__Task to carry out__
Rewrite the entries below as a numbered list, omitting any blank lines and leaving the pictures out.

-- START Dataset entries --

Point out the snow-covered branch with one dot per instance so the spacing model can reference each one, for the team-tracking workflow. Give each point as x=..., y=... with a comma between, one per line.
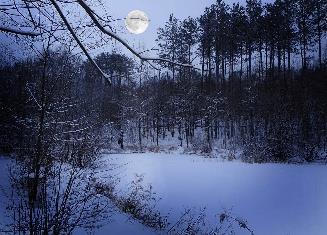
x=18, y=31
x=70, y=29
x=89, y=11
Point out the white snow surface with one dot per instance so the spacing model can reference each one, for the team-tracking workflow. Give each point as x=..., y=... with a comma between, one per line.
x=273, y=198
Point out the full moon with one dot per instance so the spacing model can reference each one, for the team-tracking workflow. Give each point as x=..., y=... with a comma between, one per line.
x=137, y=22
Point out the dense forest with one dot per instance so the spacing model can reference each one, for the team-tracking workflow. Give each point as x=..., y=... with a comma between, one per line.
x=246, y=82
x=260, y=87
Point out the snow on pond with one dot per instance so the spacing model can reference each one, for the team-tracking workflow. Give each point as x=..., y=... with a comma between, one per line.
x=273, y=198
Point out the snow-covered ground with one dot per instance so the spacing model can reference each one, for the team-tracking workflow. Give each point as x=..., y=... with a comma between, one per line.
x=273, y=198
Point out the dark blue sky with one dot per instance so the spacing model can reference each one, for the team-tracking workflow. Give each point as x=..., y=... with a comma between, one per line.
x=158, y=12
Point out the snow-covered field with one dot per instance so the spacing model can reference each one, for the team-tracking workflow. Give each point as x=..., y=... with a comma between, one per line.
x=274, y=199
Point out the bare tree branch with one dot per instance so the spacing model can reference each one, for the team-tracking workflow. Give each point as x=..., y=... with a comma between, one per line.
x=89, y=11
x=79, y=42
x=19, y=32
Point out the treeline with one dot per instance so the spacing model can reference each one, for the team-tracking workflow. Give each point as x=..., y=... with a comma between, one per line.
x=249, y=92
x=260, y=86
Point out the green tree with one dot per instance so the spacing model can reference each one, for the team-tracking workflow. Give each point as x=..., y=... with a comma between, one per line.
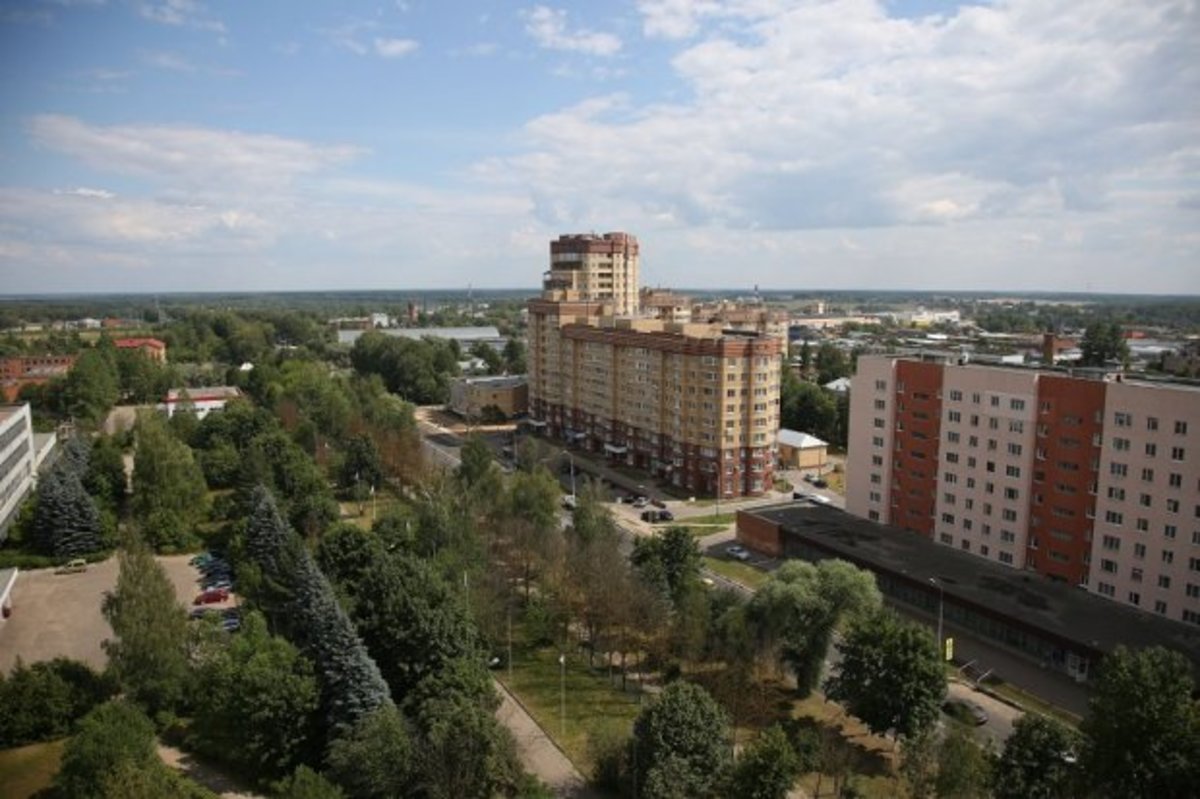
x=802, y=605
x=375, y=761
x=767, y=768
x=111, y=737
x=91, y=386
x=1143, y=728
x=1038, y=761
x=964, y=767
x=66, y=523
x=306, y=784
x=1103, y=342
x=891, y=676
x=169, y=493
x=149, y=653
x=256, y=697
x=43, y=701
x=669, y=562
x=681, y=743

-- END Dataset entries --

__Answer to the task__
1. Point out the snow-covered branch with one dot per instance so the spacing model can reference each one, for the team-tracking workflow. Give each point as x=..., y=... with a comma between, one per line.
2. x=18, y=31
3. x=70, y=29
4. x=89, y=11
5. Point out the white snow surface with one dot per instance so the spacing model can reference each one, for the team-tracking workflow. Give each point as x=..., y=... with a comma between, one per line.
6. x=273, y=198
7. Point out the full moon with one dot per instance so the spacing model can reference each one, for the team-tracking workflow. Give each point as x=..., y=... with a comma between, one per line.
8. x=137, y=22
9. Point out the dense forest with one dot per instance so the spacing model can reference each one, for the team-tracking workflow. Give each point as x=..., y=... with a comma between, one per line.
10. x=246, y=82
11. x=260, y=87
12. Point out the snow on pond with one dot per instance so the spacing model can reference each one, for the team-tracking workflow. Give each point as x=..., y=... with a comma between, one per line.
13. x=273, y=198
14. Point out the snow-covered ground with one dot per instance so the spacing model can reference each one, for the team-tracking workflow. Give each point as x=..., y=... with a comma between, one per line.
15. x=273, y=198
16. Point out the dark blue sky with one dot per instance so the spacing model can reference each one, for the team-tracking workflow. Give each point as x=..., y=... with a comma between, one per line.
17. x=158, y=12
18. Point out the snow-covered field with one dot per instance so the spacing model can reference each one, for the team-tracking workflow. Give each point as x=..., y=... with a comma between, one per line.
19. x=274, y=199
20. Point out the bare tree branch with one dot per instance so the spacing model can reference each one, for the team-tracking workflow. Give each point as x=..., y=... with a comma between, one per line.
21. x=89, y=11
22. x=79, y=42
23. x=19, y=32
24. Point out the treeline with one dot per instance so the spacing model can reference each one, for the team-tracking workflow. Give each point as x=..., y=... with a comma between, one per line.
25. x=249, y=92
26. x=260, y=86
27. Point out the green tree with one dot per instance so the spacing model can reference each one, for the team-tracking workflow. Give each point as x=..., y=... with a comma between, one per line.
28. x=802, y=605
29. x=375, y=761
30. x=767, y=768
31. x=111, y=737
32. x=91, y=386
33. x=1143, y=728
34. x=1038, y=761
35. x=964, y=767
36. x=66, y=523
37. x=306, y=784
38. x=1103, y=342
39. x=891, y=676
40. x=169, y=493
41. x=149, y=653
42. x=256, y=697
43. x=43, y=701
44. x=669, y=562
45. x=681, y=743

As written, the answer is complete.